## Exercise task:
Find each line in the material below that contains the word "onion" and copy it out in full.

## Material for this task:
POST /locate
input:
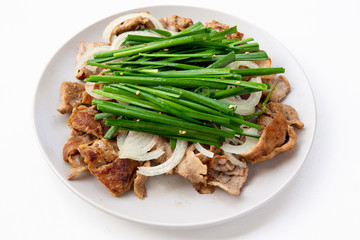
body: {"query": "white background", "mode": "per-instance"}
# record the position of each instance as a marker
(323, 200)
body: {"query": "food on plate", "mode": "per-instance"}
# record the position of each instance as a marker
(170, 96)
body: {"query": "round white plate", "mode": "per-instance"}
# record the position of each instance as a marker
(172, 201)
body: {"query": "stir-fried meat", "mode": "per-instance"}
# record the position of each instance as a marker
(191, 167)
(281, 90)
(277, 137)
(132, 24)
(290, 113)
(228, 176)
(82, 119)
(72, 94)
(115, 173)
(83, 71)
(218, 26)
(72, 144)
(139, 183)
(72, 155)
(176, 23)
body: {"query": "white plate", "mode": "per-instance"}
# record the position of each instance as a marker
(171, 201)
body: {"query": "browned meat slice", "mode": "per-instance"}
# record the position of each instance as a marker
(176, 23)
(191, 167)
(72, 94)
(218, 26)
(116, 174)
(290, 113)
(132, 24)
(82, 119)
(82, 71)
(228, 176)
(72, 144)
(277, 137)
(139, 183)
(281, 90)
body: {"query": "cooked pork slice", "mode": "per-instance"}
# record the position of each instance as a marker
(290, 113)
(277, 137)
(132, 24)
(176, 23)
(116, 174)
(139, 183)
(72, 144)
(82, 119)
(218, 26)
(228, 176)
(83, 71)
(281, 90)
(191, 167)
(72, 94)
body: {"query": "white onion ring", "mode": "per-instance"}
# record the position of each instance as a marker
(172, 162)
(88, 55)
(119, 20)
(117, 41)
(89, 87)
(203, 150)
(245, 107)
(136, 145)
(249, 143)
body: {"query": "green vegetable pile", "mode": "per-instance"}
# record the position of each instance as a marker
(174, 84)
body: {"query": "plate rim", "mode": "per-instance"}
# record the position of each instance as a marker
(146, 222)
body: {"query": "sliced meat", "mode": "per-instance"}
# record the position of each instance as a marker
(83, 71)
(191, 167)
(139, 183)
(82, 119)
(132, 24)
(72, 144)
(276, 137)
(281, 90)
(290, 113)
(116, 174)
(176, 23)
(228, 176)
(72, 94)
(218, 26)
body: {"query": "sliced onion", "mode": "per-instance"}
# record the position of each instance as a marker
(117, 41)
(203, 150)
(245, 107)
(88, 55)
(136, 146)
(234, 160)
(119, 20)
(89, 87)
(172, 162)
(120, 139)
(249, 143)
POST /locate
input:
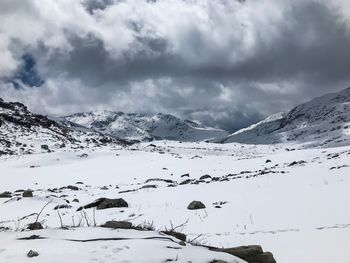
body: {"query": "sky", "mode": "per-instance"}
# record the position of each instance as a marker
(226, 63)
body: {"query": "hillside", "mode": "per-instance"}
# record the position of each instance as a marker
(145, 127)
(23, 132)
(323, 121)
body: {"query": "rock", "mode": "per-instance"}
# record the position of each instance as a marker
(44, 147)
(105, 203)
(6, 195)
(117, 225)
(182, 243)
(149, 186)
(178, 235)
(206, 176)
(253, 254)
(35, 226)
(32, 254)
(62, 207)
(27, 193)
(73, 187)
(187, 181)
(194, 205)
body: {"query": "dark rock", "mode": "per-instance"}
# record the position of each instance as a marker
(149, 186)
(206, 176)
(73, 188)
(187, 181)
(6, 195)
(35, 226)
(117, 225)
(62, 207)
(194, 205)
(27, 193)
(32, 254)
(105, 203)
(45, 147)
(251, 254)
(178, 235)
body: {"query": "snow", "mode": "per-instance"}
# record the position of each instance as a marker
(57, 247)
(298, 212)
(321, 122)
(137, 126)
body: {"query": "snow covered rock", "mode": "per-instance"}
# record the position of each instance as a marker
(321, 122)
(23, 132)
(145, 127)
(117, 225)
(105, 203)
(194, 205)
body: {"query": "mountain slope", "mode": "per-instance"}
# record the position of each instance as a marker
(145, 127)
(22, 132)
(323, 121)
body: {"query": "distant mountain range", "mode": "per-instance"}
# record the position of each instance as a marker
(323, 121)
(23, 132)
(145, 127)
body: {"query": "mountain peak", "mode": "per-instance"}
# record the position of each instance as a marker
(322, 121)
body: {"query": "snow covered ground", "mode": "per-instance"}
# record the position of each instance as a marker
(293, 203)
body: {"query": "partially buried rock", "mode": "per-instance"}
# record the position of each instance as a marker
(105, 203)
(5, 195)
(32, 254)
(250, 254)
(73, 187)
(27, 193)
(35, 226)
(117, 225)
(178, 235)
(206, 176)
(194, 205)
(62, 207)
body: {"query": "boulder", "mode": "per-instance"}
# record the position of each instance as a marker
(194, 205)
(6, 195)
(117, 225)
(35, 226)
(178, 235)
(206, 176)
(32, 254)
(105, 203)
(251, 254)
(27, 193)
(45, 147)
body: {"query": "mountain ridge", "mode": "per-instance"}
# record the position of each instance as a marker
(322, 121)
(145, 126)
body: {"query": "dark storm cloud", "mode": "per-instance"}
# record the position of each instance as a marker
(226, 63)
(93, 5)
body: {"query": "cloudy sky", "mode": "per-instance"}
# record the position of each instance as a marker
(227, 63)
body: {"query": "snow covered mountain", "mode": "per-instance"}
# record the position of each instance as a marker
(22, 132)
(145, 127)
(323, 121)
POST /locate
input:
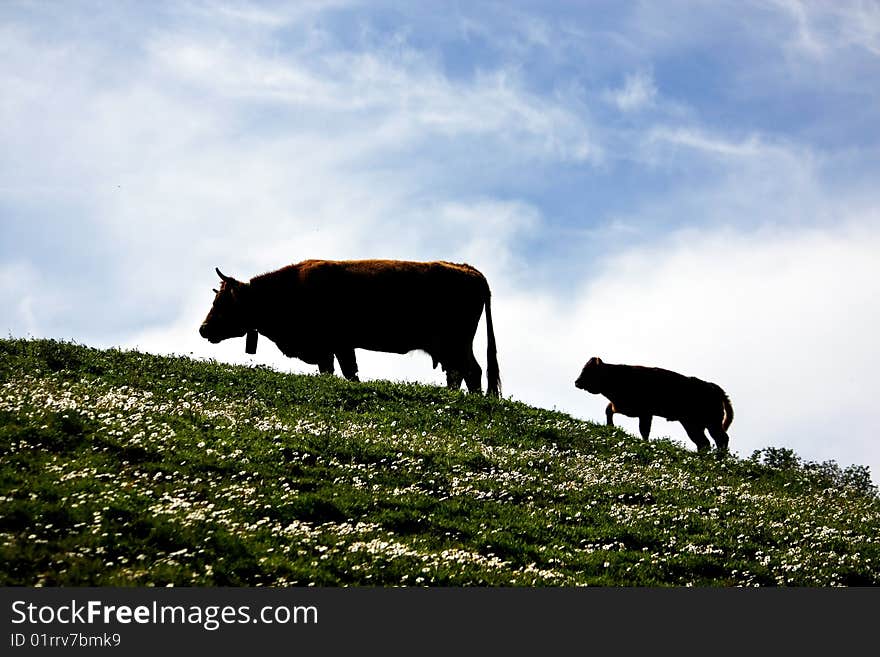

## Response for this exercise:
body: {"query": "white onion ring", "mode": "per-instance"}
body: {"query": "sliced onion", "mode": "per-instance"}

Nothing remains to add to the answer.